> [Text to read]
+++++

Denise Black (born 16 March 1958) is an English actress. She is best known for her roles in Coronation Street and Emmerdale and guest starring as Jessie Devlin Denny Blood's mother in ITV drama series Bad Girls.

Early life and career
Black was born in Emsworth, Hampshire. After attending Portsmouth High School for Girls, she studied psychology at London University. She had taken a number of jobs, including working in a local psychiatric care home. After graduating, she travelled to Gibraltar and later the West Indies, where she decided she wanted to become an actress. Her first professional role was as a cat in Miniatures at Sheffield's Crucible Theatre. She worked in several fringe theatres before gaining her Equity card in 1980. Black joined the Actors' Touring Company and performed Shakespeare around South America and in Israel, Greece and Yugoslavia.

+++++

> [Data provided]
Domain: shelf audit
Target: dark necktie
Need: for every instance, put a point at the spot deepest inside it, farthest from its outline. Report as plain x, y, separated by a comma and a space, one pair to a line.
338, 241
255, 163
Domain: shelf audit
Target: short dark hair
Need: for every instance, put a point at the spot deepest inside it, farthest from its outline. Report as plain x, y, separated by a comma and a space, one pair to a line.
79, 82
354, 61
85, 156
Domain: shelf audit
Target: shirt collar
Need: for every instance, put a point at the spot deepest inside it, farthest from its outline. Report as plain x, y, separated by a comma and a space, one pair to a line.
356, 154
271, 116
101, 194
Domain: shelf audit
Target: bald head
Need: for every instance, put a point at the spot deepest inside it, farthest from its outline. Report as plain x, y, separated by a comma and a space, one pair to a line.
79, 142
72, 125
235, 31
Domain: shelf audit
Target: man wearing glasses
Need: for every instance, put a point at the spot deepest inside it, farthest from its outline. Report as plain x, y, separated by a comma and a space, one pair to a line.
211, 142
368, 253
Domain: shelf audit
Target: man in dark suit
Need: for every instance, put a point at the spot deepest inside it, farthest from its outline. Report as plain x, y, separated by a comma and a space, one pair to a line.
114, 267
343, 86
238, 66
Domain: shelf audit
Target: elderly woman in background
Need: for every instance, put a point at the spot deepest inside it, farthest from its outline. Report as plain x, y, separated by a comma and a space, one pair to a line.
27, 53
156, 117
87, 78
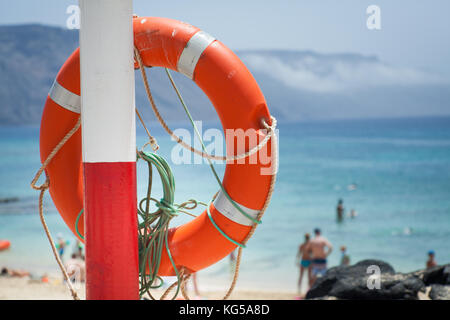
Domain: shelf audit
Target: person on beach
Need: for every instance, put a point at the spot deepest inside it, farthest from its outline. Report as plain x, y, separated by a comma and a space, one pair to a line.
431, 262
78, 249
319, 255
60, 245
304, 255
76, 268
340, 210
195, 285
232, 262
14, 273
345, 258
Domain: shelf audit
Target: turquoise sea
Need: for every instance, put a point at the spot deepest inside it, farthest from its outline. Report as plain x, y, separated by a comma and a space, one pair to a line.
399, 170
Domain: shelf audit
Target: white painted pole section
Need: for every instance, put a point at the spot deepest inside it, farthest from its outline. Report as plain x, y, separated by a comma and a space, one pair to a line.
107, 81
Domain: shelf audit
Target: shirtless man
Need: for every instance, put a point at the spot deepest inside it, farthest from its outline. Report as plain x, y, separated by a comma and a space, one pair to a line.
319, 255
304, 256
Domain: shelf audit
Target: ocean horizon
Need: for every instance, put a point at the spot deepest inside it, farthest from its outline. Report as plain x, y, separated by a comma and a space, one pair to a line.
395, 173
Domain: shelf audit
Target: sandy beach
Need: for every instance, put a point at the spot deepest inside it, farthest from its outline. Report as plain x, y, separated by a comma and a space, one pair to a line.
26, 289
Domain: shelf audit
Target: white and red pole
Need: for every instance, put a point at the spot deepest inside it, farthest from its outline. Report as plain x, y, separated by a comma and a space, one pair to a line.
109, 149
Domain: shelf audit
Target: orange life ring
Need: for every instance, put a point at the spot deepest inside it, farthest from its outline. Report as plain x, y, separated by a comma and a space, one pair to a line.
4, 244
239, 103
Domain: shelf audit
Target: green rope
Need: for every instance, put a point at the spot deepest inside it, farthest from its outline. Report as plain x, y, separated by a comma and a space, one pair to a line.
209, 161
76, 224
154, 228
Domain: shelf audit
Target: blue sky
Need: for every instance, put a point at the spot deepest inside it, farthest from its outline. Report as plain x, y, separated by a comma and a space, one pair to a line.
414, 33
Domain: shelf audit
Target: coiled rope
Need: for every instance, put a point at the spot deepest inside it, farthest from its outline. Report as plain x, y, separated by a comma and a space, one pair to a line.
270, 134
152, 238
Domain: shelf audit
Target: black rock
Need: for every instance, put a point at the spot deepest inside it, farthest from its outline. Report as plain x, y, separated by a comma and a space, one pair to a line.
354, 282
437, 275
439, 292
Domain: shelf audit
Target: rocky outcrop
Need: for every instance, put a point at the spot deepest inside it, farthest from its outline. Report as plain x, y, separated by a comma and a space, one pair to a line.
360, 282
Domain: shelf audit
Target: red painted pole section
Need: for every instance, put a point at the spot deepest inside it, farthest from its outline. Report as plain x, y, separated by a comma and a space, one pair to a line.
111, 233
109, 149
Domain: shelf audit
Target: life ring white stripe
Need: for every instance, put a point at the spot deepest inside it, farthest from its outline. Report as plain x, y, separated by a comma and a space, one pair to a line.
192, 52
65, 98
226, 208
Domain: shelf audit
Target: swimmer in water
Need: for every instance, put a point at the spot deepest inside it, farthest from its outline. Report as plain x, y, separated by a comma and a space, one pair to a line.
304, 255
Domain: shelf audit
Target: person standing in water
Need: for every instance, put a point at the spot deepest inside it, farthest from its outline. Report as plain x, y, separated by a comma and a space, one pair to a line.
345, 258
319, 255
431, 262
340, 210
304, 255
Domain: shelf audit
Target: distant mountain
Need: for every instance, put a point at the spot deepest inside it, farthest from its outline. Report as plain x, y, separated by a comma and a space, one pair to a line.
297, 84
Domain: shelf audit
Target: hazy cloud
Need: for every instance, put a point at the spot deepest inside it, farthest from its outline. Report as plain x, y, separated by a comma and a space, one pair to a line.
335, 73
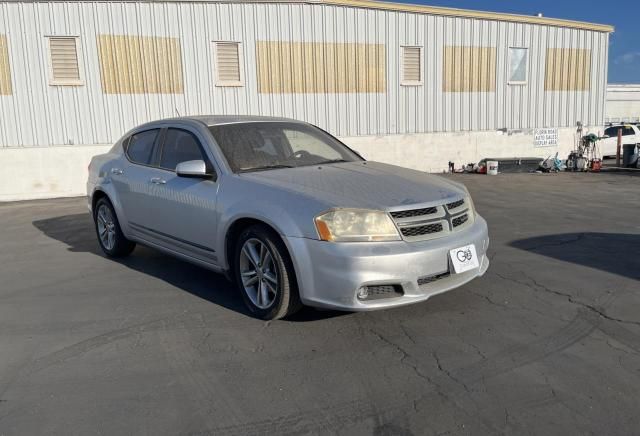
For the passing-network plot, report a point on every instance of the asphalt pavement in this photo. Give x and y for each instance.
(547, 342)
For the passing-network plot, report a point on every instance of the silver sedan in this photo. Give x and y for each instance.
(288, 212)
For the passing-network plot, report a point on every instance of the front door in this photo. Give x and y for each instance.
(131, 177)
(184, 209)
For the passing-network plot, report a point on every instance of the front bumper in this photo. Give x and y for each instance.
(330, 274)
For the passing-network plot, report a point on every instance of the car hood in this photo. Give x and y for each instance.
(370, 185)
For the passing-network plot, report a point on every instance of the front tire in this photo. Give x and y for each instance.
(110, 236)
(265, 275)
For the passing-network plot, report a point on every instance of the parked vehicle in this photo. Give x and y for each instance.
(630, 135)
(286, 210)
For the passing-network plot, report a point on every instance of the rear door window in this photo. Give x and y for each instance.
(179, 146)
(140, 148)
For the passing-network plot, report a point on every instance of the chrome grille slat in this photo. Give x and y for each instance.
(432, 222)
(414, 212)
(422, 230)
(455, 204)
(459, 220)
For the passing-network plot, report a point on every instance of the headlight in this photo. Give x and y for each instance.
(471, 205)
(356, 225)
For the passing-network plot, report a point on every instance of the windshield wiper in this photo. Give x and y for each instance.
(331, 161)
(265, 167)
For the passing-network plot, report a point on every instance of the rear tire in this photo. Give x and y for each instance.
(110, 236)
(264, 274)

+++++

> [Job 1]
Answer these questions from the text about Denise Black:
(a) In which town was she born?
(b) What was her first professional role, and where was it performed?
(c) In what year did she gain her Equity card?
> [Job 2] Please swap "Emmerdale" for "Hollyoaks" in the stretch of the text about Denise Black from "Denise Black (born" through "series Bad Girls.", and write out that stretch.
> [Job 3] Summarize the text about Denise Black in two sentences.
The records have no connection to the text about Denise Black.

> [Exercise solution 1]
(a) Emsworth, Hampshire.
(b) A cat in Miniatures, at Sheffield's Crucible Theatre.
(c) 1980.

> [Exercise solution 2]
Denise Black (born 16 March 1958) is an English actress. She is best known for her roles in Coronation Street and Hollyoaks and guest starring as Jessie Devlin Denny Blood's mother in ITV drama series Bad Girls.

> [Exercise solution 3] Denise Black, born in Emsworth, Hampshire, is an English actress best known for her roles in Coronation Street and Emmerdale. After studying psychology at London University, she decided in the West Indies to become an actress, worked in fringe theatres, gained her Equity card in 1980, and toured with the Actors' Touring Company.